TEXT SECTION:
_ _ _

Member of the Legislative Assembly of Western Australia
- In office 18 March 1939 – 25 March 1950
- Preceded by: Frank Troy
- Succeeded by: None (seat abolished)
- Constituency: Mount Magnet

Personal details
- Born: 31 December 1888 Georgetown, Queensland, Australia
- Died: 3 May 1961 (aged 72) Wembley, Western Australia, Australia
- Party: Labor

= Lucien Triat =

Australian politician

Lucien John Triat (31 December 1888 – 3 May 1961) was an Australian trade unionist and politician who was a Labor Party member of the Legislative Assembly of Western Australia from 1939 to 1950, representing the seat of Mount Magnet.

_ _ _

EXTRACTED MATERIAL:
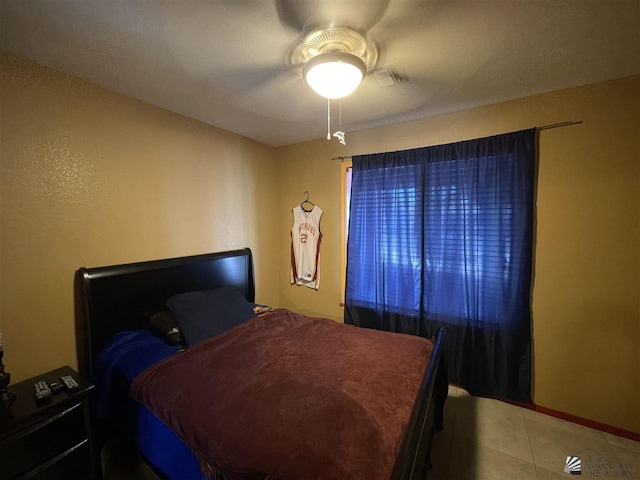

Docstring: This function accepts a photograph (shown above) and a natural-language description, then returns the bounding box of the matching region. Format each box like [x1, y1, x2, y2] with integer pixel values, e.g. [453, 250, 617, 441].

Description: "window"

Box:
[344, 137, 530, 323]
[345, 129, 536, 402]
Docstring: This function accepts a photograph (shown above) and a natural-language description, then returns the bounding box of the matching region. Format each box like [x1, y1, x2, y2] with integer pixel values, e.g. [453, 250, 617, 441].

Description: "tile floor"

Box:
[429, 386, 640, 480]
[103, 386, 640, 480]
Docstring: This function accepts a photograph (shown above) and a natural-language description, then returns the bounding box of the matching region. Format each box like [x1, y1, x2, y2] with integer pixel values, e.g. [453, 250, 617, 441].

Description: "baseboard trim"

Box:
[522, 404, 640, 442]
[449, 383, 640, 442]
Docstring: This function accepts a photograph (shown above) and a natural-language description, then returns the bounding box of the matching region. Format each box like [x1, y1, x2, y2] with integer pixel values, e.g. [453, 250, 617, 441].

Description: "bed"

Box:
[75, 249, 447, 480]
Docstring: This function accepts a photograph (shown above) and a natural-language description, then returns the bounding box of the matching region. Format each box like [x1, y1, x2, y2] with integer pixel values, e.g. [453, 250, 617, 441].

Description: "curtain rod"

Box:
[331, 120, 582, 162]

_ _ _

Please explain, in one to three sentences, why the text about Lucien Triat lists no successor for his Mount Magnet seat.

RESULT: No successor is listed because the seat of Mount Magnet was abolished. Triat held it until 25 March 1950, and there was then no seat left for anyone to take over.